* _Extrait du texte_

La soixantaine passée, Jeanne Gedon voit se désintégrer sa vie de couple. Son style s’affirme alors par une œuvre singulière et torturée, expression tragique d’une profonde détresse affective. Dès lors, pendant près d’une vingtaine d’années de créativité intense, ses principales sources d’inspiration seront, outre le thème de l’agression sous des formes variées, la décrépitude et la déformation monstrueuse des êtres et des choses, ainsi que leur anéantissement final.
Elle naît en Bavière en 1903 dans une famille d’artistes : son père, Joseph Rauch, est sculpteur ; sa mère, dont elle empruntera le nom de jeune fille pour signer ses œuvres, est la fille de Lorenz Gedon , architecte, sculpteur et décorateur de renom. Un de ses grands-oncles par alliance est le peintre Gabriel von Max associé à un souvenir d’enfance indélébile qui ne sera peut-être pas sans incidence sur son œuvre future:
« J’avais six ans lorsque ma mère me conduisit auprès de ce peintre qui avait un net penchant morbide. Il possédait la tête de la dernière meurtrière exécutée à Munich, une infanticide d’après ce que l’on disait. Quoiqu’il en fut, cette tête trônait dans le salon, conservée dans de l’alcool. Horriblement impressionnée, j’éclatais peu après en sanglots violents. C’est alors que Herr von Max fit son apparition et me lança un coup d’œil aussi désapprobateur qu’incompréhensif puis il entreprit de me consoler. Dans un coin se trouvait le corps momifié d’une femme, son enfant desséché dans les bras. Il s’empara de ce dernier – il avait la consistance du bois carbonisé et était entièrement noir. Ses petites mains ratatinées agrippaient sa poitrine. Ce nourrisson devait faire environ trente centimètres de long. Herr von Max le secoua devant moi et fit en sorte qu’il y eut comme un cliquetis à l’intérieur du petit corps. On m’expliqua alors que ce bruit devait probablement provenir des osselets de la cervelle. Je m’emparais de cette petite poupée sans beaucoup d’enthousiasme et jetais encore un ultime regard sur la malheureuse femme momifiée. On me raconta, en outre, que la mère et l’enfant avaient péri lors d’une violente tempête de sable dans le Sahara. Comme ils avaient été longtemps ensevelis dans le sable ils s’étaient entièrement desséchés. Pour finir Herr von Max appela ses singes qui l’enlacèrent avec délicatesse et nous partîmes. »1
Elle passe ses premières années en Bavière et à Florence et, suite au divorce de sa mère qui épouse en secondes noces le peintre bohême et excentrique Franz Naager, elle accompagne ces derniers lors de leurs différents séjours en Italie.

* _Données_
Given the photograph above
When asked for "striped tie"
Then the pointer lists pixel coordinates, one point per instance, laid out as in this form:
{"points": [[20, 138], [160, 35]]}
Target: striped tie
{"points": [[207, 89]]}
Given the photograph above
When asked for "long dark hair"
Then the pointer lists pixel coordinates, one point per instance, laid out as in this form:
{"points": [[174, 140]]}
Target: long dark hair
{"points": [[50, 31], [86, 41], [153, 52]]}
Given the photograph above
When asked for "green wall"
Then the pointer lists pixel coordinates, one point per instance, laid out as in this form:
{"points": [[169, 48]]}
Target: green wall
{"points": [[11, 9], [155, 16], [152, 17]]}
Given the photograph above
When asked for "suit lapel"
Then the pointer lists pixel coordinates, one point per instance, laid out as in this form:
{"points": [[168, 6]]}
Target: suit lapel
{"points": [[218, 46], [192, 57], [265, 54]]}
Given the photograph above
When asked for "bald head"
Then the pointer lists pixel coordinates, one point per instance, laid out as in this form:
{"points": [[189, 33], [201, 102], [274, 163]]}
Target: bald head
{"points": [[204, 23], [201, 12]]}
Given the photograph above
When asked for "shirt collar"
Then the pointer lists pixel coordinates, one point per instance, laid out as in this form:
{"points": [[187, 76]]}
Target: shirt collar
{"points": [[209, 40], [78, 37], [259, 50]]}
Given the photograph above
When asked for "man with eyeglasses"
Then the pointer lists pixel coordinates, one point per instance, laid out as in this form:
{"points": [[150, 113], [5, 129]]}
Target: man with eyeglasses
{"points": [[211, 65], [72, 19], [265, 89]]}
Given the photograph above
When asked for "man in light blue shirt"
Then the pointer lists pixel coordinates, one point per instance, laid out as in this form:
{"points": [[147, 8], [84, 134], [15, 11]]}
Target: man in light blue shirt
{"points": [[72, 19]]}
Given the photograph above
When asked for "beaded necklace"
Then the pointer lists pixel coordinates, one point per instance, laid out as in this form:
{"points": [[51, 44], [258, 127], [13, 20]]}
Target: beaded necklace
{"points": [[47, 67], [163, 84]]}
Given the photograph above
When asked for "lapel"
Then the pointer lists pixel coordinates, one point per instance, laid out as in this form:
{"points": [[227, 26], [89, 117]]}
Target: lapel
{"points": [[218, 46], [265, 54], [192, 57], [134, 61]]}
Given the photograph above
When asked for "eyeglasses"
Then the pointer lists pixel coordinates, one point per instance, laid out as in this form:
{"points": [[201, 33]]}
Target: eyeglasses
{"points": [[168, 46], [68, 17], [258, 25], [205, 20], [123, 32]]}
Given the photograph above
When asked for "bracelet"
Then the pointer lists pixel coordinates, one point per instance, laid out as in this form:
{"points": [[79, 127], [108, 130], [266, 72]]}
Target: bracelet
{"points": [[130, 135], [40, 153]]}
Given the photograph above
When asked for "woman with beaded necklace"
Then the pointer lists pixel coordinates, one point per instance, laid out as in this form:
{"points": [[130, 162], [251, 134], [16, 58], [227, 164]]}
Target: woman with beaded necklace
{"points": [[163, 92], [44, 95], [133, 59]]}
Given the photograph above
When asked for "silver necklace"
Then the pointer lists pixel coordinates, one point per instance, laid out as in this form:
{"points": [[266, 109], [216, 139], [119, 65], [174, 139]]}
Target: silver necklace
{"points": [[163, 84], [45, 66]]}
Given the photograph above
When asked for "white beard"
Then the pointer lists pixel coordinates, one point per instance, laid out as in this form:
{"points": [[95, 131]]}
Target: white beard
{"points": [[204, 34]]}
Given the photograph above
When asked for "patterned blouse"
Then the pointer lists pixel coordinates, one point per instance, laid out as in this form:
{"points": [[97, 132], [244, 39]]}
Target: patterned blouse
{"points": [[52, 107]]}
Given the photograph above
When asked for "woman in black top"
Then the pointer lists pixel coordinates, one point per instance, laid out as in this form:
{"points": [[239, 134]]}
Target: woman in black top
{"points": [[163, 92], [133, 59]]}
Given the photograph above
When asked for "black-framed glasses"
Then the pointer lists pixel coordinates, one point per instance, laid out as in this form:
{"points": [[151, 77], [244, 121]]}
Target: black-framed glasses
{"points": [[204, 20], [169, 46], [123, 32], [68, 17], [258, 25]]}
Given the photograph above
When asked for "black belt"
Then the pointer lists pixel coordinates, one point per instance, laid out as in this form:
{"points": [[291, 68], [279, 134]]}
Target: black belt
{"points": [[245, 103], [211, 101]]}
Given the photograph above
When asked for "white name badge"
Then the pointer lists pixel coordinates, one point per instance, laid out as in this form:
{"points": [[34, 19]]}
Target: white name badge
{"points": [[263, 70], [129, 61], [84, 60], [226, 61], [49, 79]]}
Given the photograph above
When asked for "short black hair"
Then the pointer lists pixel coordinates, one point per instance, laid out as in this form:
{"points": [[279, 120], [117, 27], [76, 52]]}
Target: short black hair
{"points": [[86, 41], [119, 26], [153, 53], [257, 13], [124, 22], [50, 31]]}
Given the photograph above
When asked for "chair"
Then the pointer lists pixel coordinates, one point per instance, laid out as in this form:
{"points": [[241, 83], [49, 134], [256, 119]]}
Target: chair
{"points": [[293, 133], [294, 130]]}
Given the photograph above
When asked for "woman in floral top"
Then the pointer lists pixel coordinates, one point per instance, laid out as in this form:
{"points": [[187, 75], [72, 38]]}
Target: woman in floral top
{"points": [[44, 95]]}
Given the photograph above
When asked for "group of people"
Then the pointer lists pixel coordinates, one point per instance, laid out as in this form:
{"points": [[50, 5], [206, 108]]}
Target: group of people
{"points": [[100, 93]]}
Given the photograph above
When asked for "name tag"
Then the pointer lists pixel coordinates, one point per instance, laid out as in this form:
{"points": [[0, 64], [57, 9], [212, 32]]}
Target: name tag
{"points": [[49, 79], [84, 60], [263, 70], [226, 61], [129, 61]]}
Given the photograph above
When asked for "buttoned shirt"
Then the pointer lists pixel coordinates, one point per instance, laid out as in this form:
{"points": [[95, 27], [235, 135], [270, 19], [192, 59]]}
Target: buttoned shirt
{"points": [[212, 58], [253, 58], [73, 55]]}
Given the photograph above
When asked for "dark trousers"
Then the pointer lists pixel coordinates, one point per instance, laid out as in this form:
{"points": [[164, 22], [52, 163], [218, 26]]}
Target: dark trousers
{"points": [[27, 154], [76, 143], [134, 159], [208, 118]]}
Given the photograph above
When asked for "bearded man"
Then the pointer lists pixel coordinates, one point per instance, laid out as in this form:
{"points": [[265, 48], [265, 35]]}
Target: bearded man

* _Consignes_
1 – Recopiez un passage de l'extrait sur Jeanne Gedon : commencez aux mots "La soixantaine passée, Jeanne" et arrêtez-vous après "leur anéantissement final.".
2 – D'après l'extrait sur Jeanne Gedon, quel était le métier de son père, Joseph Rauch ?
3 – Relevez toutes les personnes désignées par leur nom dans l'extrait sur Jeanne Gedon.

* _Corrigé_
1 –
La soixantaine passée, Jeanne Gedon voit se désintégrer sa vie de couple. Son style s’affirme alors par une œuvre singulière et torturée, expression tragique d’une profonde détresse affective. Dès lors, pendant près d’une vingtaine d’années de créativité intense, ses principales sources d’inspiration seront, outre le thème de l’agression sous des formes variées, la décrépitude et la déformation monstrueuse des êtres et des choses, ainsi que leur anéantissement final.

2 – Il était sculpteur.

3 – Jeanne Gedon, Joseph Rauch, Lorenz Gedon, Gabriel von Max, Franz Naager